EXERCISE INPUT below:

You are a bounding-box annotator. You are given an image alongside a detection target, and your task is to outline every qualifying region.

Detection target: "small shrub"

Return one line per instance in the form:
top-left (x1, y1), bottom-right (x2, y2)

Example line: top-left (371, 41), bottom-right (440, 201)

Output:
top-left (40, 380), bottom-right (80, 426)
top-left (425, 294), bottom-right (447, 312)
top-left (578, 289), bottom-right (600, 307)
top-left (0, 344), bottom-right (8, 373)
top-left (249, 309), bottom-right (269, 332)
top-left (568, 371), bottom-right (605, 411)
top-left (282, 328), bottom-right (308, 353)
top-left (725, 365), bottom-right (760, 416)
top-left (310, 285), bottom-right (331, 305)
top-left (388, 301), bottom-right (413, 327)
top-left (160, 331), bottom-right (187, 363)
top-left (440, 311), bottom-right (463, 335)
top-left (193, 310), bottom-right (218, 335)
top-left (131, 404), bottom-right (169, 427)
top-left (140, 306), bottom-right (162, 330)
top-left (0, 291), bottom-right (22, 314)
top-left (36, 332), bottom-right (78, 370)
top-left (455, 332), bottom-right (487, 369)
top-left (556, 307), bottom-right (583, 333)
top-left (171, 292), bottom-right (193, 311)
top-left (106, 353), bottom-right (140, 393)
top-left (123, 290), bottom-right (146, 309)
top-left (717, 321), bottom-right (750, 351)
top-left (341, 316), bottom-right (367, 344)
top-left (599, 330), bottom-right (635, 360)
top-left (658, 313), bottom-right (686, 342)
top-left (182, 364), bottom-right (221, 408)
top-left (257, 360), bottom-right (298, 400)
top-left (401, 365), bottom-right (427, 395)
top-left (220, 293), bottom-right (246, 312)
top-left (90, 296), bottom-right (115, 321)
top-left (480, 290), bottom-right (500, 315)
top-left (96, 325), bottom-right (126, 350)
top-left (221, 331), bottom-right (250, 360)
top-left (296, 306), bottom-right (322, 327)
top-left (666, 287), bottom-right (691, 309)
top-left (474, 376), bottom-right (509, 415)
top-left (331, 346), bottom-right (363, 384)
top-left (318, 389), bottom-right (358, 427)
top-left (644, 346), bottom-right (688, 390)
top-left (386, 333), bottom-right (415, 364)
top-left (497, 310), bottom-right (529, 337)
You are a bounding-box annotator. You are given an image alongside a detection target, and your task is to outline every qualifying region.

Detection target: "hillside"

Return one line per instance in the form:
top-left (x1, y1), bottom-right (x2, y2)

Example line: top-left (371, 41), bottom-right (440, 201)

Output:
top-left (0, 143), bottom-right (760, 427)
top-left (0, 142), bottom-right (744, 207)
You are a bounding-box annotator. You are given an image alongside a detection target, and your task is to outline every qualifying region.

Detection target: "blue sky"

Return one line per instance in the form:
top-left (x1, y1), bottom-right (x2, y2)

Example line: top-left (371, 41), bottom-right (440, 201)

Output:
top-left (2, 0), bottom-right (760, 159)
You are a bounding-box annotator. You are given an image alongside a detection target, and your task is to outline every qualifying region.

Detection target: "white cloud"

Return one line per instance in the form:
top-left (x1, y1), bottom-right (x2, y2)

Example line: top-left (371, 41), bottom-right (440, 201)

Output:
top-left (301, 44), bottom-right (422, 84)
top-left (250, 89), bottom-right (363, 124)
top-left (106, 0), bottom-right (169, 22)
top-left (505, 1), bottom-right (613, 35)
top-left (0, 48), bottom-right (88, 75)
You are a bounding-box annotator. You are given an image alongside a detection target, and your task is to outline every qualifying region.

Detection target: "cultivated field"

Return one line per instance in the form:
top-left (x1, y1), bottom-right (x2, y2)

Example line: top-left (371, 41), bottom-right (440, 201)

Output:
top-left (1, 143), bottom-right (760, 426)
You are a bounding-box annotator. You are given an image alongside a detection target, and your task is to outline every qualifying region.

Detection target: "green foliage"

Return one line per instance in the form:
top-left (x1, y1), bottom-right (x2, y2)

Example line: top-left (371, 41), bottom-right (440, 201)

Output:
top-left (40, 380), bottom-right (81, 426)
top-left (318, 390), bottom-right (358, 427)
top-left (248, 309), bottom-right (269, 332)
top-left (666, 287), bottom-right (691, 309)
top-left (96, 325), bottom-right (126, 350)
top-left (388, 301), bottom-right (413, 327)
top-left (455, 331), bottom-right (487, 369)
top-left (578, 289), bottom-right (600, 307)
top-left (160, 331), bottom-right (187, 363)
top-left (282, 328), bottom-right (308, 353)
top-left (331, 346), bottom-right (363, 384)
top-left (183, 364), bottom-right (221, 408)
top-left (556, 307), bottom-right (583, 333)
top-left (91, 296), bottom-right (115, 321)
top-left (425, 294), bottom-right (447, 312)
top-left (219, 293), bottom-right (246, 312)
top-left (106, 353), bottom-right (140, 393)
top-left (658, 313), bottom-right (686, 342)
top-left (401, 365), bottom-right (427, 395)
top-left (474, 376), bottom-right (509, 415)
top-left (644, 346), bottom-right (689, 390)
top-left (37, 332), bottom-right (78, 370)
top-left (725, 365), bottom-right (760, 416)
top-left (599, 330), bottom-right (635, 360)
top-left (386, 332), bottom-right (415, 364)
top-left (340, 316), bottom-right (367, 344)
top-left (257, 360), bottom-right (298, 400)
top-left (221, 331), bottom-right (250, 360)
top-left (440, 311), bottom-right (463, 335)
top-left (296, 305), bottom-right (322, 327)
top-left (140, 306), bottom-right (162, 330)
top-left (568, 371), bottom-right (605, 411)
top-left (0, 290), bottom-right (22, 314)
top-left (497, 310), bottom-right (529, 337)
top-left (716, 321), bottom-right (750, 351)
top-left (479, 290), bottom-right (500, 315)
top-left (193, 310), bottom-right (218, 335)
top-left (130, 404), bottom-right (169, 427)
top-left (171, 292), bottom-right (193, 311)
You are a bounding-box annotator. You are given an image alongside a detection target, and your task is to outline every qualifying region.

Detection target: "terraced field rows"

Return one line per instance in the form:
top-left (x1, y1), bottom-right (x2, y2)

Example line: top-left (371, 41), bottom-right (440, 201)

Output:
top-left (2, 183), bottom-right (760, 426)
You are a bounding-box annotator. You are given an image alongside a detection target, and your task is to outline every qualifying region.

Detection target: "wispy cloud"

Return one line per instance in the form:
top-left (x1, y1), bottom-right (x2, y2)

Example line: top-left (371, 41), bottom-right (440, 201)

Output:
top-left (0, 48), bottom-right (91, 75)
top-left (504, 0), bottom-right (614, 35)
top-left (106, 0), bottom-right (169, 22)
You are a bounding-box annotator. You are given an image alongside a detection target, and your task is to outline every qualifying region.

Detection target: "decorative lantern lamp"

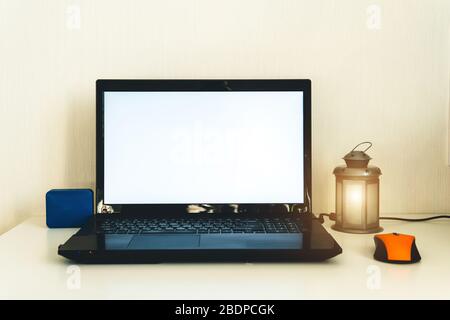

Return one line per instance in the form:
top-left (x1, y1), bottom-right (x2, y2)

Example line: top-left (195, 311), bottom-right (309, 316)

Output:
top-left (332, 142), bottom-right (383, 234)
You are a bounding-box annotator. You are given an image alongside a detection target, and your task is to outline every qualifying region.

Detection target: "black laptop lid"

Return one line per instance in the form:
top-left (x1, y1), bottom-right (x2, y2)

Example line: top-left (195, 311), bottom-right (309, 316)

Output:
top-left (96, 80), bottom-right (311, 217)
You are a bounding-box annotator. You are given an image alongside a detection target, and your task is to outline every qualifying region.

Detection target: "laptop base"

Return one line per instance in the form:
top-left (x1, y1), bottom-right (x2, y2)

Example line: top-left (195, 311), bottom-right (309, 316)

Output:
top-left (58, 214), bottom-right (342, 263)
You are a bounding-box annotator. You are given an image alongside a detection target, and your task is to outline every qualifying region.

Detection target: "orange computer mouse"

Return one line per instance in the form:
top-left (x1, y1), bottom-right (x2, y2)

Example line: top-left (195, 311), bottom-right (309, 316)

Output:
top-left (374, 233), bottom-right (421, 264)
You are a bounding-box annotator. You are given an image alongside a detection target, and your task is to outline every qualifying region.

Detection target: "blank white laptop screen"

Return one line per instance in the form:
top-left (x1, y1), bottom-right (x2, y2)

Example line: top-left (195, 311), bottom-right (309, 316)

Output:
top-left (104, 91), bottom-right (304, 204)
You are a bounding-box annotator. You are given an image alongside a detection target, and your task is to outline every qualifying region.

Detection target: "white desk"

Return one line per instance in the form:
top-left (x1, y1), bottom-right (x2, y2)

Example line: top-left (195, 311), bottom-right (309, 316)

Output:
top-left (0, 215), bottom-right (449, 299)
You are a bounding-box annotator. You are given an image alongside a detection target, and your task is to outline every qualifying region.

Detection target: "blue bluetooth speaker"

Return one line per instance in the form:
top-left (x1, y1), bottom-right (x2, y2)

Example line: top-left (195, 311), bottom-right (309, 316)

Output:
top-left (46, 189), bottom-right (94, 228)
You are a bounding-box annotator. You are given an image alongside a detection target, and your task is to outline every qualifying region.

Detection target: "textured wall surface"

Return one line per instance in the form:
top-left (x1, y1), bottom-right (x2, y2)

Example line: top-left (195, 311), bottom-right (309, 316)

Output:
top-left (0, 0), bottom-right (449, 234)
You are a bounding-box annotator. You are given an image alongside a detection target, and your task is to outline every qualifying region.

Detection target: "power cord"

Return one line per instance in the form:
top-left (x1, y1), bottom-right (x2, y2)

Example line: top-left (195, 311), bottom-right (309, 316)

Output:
top-left (316, 213), bottom-right (336, 224)
top-left (380, 215), bottom-right (450, 222)
top-left (314, 213), bottom-right (450, 224)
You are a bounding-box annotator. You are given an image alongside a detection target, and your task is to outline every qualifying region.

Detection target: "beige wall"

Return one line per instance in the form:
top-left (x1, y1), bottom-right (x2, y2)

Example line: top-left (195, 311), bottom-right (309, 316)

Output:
top-left (0, 0), bottom-right (449, 234)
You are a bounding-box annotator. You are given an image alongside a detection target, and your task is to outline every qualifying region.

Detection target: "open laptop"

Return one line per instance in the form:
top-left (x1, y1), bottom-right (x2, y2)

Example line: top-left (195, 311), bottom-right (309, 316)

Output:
top-left (58, 79), bottom-right (342, 263)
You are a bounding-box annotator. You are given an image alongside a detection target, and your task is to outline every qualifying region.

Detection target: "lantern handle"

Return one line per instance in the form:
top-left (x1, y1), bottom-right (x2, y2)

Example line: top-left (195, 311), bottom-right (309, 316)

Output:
top-left (351, 141), bottom-right (372, 153)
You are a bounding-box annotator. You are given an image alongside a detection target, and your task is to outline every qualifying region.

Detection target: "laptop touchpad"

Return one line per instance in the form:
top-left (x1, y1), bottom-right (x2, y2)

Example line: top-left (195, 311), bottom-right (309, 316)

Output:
top-left (128, 235), bottom-right (200, 250)
top-left (199, 234), bottom-right (302, 249)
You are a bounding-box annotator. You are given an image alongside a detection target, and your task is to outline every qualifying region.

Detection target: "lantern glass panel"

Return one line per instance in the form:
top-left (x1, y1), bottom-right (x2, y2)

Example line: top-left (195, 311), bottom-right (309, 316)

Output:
top-left (366, 182), bottom-right (379, 225)
top-left (336, 180), bottom-right (342, 224)
top-left (342, 180), bottom-right (365, 229)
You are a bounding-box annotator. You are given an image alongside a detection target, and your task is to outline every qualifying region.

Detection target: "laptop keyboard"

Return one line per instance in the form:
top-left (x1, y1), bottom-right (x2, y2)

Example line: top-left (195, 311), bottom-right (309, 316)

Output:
top-left (97, 217), bottom-right (303, 235)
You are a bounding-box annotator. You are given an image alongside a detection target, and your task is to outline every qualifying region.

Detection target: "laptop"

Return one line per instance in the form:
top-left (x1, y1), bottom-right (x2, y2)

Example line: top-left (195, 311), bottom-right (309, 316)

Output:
top-left (58, 79), bottom-right (342, 263)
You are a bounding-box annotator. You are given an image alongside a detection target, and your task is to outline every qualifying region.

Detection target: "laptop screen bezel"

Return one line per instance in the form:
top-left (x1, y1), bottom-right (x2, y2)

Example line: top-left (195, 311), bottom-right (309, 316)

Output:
top-left (96, 79), bottom-right (311, 216)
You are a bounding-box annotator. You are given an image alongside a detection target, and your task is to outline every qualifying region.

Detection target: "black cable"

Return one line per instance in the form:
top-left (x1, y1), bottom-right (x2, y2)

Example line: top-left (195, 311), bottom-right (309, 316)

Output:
top-left (314, 213), bottom-right (450, 224)
top-left (380, 215), bottom-right (450, 222)
top-left (315, 213), bottom-right (336, 223)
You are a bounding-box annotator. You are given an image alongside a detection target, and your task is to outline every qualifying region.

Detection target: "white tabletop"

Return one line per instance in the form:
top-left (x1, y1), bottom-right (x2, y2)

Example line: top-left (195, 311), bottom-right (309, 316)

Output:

End of EXERCISE INPUT.

Respond with a number only, the count of lines in the entries where the string "screen" occurs.

RESULT OF THIS EXERCISE >> 2